### Stated problem
Convert the rows below into a two-column CSV with the headers "prompt" and "response", writing one line for each row. Put the row's text in one quoted field and all of its answers in another quoted field, with any line breaks replaced by spaces.

Rows for bounding box labeling
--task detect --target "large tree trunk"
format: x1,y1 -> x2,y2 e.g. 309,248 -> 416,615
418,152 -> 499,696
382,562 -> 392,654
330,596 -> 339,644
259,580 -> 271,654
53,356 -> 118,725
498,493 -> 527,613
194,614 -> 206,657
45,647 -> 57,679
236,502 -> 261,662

### Written solution
prompt,response
"--task detect --target ""large tree trunk"" format: x1,y1 -> x2,y2 e.g. 309,248 -> 416,615","418,152 -> 499,696 382,562 -> 392,654 330,596 -> 339,644 259,580 -> 271,654 53,356 -> 118,725 498,493 -> 527,613 194,614 -> 206,657 45,647 -> 57,679 236,502 -> 261,662"